╭─ Records for the task

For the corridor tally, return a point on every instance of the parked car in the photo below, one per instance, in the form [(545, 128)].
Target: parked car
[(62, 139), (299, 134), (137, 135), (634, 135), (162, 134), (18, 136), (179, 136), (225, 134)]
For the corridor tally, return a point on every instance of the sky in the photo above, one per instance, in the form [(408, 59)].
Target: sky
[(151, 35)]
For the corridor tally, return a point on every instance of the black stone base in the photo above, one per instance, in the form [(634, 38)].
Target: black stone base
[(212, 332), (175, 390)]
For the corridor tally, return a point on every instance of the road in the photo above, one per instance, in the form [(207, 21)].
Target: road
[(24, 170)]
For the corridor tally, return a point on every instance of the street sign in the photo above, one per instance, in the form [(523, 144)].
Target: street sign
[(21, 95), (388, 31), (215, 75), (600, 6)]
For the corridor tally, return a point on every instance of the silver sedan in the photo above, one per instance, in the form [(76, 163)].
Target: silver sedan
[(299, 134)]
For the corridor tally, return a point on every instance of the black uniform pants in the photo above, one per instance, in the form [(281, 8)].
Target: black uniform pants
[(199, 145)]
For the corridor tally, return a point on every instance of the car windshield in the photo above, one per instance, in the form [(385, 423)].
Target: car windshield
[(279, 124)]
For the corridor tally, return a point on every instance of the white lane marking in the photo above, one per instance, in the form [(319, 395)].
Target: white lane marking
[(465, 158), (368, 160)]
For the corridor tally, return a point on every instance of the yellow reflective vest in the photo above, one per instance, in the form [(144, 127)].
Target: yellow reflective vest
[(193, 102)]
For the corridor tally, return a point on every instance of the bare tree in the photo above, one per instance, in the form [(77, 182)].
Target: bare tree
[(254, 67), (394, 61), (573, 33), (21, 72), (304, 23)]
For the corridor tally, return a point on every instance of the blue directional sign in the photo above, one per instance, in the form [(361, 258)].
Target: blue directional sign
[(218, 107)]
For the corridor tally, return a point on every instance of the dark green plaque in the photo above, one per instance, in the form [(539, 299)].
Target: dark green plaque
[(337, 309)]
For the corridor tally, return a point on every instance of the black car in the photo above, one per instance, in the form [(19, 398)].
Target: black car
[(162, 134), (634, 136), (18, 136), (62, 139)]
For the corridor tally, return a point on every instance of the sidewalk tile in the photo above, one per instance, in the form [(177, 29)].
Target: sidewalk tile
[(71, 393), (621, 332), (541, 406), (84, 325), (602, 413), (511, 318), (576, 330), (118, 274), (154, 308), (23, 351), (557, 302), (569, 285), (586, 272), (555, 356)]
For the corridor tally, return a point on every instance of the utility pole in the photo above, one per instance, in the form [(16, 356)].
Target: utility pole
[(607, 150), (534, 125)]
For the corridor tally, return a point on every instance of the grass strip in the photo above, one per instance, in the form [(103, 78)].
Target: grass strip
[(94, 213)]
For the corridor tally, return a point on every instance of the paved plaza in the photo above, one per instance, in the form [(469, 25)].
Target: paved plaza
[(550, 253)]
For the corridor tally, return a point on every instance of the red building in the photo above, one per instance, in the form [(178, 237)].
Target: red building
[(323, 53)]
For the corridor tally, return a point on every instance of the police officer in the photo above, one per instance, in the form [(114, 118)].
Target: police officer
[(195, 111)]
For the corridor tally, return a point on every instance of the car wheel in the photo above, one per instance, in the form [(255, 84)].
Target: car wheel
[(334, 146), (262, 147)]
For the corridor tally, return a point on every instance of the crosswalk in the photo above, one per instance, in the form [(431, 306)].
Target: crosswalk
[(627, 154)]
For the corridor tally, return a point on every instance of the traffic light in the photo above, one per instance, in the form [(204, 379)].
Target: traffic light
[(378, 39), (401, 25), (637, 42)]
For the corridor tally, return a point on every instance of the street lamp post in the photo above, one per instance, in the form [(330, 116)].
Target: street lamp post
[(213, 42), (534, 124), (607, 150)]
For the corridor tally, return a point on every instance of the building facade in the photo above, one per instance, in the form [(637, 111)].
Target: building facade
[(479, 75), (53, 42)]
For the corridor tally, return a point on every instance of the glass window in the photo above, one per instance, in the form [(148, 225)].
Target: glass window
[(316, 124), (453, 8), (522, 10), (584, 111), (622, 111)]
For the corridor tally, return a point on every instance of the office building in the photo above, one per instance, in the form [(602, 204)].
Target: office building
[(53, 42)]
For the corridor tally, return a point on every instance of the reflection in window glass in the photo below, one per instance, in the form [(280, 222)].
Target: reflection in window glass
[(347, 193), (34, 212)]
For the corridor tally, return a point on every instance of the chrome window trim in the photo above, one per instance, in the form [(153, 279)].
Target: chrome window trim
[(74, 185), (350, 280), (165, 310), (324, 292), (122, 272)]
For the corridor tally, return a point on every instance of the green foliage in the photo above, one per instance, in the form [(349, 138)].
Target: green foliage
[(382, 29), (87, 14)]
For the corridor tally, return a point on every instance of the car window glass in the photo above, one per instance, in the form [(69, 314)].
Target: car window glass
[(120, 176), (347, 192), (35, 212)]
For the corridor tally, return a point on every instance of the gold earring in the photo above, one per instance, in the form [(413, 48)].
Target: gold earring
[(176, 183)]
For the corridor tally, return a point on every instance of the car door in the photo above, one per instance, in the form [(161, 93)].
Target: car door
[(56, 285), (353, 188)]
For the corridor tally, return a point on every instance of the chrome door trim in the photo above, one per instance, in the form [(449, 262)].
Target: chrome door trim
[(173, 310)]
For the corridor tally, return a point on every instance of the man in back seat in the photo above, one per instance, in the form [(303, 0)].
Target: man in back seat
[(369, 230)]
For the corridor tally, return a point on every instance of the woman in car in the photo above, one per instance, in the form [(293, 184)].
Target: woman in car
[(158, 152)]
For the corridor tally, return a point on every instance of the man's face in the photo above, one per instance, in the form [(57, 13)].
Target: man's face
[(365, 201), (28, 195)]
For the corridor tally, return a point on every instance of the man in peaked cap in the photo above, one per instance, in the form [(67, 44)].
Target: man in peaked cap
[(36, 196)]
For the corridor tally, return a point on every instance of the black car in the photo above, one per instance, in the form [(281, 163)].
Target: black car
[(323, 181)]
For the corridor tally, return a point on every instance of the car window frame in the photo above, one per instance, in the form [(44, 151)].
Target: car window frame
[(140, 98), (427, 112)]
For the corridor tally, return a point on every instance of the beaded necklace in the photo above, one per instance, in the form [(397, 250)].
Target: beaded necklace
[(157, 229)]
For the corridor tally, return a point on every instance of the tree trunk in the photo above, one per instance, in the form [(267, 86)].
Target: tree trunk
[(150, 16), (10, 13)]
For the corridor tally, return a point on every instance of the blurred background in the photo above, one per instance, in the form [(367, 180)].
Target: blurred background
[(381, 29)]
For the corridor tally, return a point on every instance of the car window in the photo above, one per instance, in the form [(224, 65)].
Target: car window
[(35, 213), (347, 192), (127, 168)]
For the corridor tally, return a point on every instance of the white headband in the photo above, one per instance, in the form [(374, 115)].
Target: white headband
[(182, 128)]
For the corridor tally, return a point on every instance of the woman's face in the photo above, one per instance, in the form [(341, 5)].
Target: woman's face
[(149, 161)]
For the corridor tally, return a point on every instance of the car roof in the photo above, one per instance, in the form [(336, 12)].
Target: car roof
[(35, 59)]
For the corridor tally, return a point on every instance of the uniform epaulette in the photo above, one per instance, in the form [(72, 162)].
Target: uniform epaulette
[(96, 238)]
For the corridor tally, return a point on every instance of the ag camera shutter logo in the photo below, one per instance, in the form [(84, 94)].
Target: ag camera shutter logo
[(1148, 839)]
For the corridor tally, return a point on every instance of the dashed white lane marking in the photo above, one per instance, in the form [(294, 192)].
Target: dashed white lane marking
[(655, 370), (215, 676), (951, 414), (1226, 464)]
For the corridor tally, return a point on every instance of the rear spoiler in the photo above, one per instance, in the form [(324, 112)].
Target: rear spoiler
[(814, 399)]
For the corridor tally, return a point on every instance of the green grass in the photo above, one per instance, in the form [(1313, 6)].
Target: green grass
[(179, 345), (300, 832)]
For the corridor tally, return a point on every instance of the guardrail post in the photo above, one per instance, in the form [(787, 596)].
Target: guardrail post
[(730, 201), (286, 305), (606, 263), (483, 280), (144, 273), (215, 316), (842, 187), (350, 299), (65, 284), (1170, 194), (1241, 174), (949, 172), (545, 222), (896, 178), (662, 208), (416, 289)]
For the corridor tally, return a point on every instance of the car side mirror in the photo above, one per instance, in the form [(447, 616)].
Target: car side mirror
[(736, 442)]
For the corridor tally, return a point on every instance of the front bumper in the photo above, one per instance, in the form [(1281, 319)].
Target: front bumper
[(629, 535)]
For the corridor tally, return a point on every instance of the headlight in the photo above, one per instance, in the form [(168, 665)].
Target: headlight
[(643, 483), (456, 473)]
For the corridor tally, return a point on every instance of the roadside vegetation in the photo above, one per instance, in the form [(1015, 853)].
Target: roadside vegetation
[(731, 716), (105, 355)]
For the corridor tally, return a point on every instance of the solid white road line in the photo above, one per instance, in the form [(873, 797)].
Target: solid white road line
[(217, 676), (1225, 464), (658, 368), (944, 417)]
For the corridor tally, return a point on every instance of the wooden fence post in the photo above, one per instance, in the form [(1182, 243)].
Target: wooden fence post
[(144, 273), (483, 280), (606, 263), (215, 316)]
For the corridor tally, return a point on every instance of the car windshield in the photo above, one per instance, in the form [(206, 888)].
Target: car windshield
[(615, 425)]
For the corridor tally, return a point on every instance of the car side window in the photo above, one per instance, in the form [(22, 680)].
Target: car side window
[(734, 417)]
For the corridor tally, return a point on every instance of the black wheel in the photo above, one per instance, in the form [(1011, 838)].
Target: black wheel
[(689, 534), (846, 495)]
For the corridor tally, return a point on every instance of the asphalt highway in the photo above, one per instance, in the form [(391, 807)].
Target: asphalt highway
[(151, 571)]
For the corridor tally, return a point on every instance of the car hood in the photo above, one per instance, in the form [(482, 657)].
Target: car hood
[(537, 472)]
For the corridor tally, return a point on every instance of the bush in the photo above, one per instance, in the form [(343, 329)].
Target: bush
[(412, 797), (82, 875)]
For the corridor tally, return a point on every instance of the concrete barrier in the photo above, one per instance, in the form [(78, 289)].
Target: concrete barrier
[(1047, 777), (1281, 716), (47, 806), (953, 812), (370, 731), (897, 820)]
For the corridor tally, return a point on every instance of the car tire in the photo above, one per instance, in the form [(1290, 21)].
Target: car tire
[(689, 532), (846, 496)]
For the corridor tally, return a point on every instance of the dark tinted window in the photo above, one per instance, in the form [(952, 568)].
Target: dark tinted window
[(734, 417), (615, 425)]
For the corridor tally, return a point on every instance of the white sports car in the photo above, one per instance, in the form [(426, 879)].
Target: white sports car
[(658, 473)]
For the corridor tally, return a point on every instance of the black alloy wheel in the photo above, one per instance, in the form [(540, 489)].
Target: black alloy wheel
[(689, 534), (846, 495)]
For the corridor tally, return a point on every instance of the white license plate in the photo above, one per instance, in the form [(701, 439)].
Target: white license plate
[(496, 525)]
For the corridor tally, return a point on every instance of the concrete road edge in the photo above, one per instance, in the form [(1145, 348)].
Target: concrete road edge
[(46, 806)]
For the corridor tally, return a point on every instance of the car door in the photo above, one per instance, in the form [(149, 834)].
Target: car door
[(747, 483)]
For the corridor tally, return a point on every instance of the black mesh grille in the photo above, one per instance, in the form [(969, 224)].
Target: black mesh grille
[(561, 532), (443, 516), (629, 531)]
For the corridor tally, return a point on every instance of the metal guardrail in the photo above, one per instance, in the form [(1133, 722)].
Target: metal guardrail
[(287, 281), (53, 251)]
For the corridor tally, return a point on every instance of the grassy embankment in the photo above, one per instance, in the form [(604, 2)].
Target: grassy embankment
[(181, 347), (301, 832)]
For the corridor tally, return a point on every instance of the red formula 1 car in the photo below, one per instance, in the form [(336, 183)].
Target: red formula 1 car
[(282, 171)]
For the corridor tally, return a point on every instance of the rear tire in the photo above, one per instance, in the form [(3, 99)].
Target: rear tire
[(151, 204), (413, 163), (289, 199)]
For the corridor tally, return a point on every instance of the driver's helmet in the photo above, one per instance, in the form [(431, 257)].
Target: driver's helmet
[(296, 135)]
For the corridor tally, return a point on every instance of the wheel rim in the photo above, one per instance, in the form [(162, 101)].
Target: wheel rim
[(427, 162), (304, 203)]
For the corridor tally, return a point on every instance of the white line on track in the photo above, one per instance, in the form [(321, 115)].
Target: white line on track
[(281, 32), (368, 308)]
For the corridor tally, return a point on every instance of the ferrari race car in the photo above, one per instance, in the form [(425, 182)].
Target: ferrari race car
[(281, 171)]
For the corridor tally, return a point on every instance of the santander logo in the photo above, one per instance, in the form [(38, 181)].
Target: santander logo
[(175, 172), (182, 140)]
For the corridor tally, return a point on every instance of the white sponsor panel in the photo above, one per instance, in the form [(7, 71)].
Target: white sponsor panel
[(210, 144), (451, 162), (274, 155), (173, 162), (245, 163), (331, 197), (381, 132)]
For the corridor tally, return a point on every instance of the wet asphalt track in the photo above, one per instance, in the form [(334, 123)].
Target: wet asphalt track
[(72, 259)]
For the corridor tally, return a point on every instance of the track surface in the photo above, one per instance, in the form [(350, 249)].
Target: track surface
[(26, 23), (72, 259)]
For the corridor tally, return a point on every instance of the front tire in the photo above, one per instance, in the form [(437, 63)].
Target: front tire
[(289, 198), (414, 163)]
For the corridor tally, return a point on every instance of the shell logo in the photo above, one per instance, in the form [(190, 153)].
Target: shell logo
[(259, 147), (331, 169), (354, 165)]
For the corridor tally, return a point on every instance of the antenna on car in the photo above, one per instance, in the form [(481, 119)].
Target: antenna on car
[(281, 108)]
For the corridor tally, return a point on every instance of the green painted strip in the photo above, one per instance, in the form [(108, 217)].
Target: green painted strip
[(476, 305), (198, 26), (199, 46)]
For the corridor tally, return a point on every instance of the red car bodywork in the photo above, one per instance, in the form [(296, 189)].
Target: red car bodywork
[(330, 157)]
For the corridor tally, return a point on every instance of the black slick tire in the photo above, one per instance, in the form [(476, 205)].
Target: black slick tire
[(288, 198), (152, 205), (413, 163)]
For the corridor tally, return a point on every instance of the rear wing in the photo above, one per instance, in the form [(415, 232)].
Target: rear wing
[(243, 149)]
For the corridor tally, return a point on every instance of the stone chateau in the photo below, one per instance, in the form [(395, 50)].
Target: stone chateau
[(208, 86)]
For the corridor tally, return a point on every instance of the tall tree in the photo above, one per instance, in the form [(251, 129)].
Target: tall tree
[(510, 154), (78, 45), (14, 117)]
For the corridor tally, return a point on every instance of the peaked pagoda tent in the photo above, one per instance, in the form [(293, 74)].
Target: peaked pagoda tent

╰─

## Written instruction
Nothing but the lines from the one with "form [(395, 50)]." through the end of the data above should be repeated, each exactly as it stands.

## Completed task
For the corridor tally, return a point on every instance of the stone chateau in the photo below, one per instance, in the form [(395, 50)].
Target: stone chateau
[(208, 86)]
For the corridor tally, return a point on every instance of the tall tree in the photo above, one per instance, in the form [(251, 129)].
Target: tall tree
[(510, 154), (78, 45), (14, 117)]
For the corridor tally, return a point on every instance of the peaked pagoda tent in the photo above, one per instance, in the form [(293, 74)].
Target: peaked pagoda tent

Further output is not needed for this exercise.